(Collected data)

━━━━━━━━━━━━━━━━━━━━━━━━━━━━━━

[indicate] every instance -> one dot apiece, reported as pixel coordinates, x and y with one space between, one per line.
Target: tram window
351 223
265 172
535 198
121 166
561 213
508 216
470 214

━━━━━━━━━━━━━━━━━━━━━━━━━━━━━━

Short problem:
Can you copy every line of the items above, requests included, and raise each pixel coordinate in the answers by 91?

Exercise response:
[indicate] every instance -> one dot apiece, reported as pixel coordinates, x and y with one space between, one per line.
Target: tram window
442 314
356 263
626 289
212 257
652 304
599 307
561 305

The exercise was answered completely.